++++ Given records

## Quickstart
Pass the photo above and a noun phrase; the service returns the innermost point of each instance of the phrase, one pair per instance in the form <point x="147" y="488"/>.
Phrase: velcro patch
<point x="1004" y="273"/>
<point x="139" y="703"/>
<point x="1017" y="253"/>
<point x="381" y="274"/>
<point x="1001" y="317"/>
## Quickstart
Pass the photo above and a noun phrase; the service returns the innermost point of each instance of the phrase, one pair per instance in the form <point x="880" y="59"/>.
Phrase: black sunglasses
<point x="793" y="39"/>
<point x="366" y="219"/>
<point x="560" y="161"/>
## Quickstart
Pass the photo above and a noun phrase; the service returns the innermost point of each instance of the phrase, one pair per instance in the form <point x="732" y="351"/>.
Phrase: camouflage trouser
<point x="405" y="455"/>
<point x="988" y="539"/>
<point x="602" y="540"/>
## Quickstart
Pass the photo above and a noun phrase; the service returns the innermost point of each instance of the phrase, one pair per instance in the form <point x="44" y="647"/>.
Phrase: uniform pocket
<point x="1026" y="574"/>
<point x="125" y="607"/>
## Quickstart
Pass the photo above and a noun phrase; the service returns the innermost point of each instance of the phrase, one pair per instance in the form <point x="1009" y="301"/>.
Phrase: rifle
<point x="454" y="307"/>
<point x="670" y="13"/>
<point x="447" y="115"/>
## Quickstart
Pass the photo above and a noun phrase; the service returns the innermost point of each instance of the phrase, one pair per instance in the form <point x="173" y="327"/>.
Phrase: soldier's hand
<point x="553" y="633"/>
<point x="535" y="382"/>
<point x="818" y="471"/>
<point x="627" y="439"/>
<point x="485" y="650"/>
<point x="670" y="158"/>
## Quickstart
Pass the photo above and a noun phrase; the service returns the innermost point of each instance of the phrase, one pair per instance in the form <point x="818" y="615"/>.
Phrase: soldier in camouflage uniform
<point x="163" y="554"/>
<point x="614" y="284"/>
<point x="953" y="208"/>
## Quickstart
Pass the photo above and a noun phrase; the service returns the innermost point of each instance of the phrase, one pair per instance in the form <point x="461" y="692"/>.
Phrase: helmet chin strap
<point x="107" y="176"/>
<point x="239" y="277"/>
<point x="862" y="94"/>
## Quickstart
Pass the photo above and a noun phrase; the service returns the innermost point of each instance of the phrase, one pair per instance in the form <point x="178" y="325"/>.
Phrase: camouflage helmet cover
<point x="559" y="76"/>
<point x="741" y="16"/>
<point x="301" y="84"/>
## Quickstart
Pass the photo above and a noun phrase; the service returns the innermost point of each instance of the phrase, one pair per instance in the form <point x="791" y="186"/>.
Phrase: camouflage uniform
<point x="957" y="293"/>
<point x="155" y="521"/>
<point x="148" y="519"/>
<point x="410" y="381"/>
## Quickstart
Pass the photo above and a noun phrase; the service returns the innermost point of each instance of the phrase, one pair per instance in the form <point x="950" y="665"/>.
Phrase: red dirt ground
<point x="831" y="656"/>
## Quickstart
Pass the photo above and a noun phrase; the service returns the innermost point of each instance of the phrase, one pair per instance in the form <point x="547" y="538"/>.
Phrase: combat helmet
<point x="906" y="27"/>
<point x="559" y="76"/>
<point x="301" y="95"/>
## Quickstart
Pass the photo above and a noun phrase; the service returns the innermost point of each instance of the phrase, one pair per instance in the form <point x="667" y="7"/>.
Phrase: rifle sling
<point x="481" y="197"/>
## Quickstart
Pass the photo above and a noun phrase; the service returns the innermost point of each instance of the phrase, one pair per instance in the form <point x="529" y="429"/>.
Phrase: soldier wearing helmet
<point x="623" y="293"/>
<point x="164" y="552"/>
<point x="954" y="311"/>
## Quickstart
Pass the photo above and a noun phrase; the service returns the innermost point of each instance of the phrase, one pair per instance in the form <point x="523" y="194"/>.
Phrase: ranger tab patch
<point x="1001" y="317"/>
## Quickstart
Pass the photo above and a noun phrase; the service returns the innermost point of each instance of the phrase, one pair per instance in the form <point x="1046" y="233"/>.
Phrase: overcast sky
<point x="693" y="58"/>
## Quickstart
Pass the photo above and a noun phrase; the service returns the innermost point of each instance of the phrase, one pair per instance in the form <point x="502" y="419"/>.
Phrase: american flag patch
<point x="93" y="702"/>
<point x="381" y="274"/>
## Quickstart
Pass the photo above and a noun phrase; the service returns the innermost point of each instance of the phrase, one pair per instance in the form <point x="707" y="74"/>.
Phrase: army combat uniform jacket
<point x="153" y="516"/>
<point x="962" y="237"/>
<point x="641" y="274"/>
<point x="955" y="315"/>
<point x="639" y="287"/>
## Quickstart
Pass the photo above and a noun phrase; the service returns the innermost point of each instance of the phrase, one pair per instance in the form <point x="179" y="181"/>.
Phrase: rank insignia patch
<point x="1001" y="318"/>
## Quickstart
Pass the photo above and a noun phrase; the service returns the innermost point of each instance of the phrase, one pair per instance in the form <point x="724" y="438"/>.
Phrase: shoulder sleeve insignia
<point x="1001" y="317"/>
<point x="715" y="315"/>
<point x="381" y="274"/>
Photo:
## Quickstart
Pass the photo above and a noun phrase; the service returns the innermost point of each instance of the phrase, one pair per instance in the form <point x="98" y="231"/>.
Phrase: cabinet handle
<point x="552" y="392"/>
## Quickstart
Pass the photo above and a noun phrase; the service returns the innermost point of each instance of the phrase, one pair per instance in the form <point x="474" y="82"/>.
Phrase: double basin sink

++++++++

Find each line in the data above that contains the string "patch" and copy those lines. Case counts when matching.

> [Reply to the task]:
Phrase: velcro patch
Phrase: ranger tab patch
Phrase: american flag patch
Phrase: rank insignia patch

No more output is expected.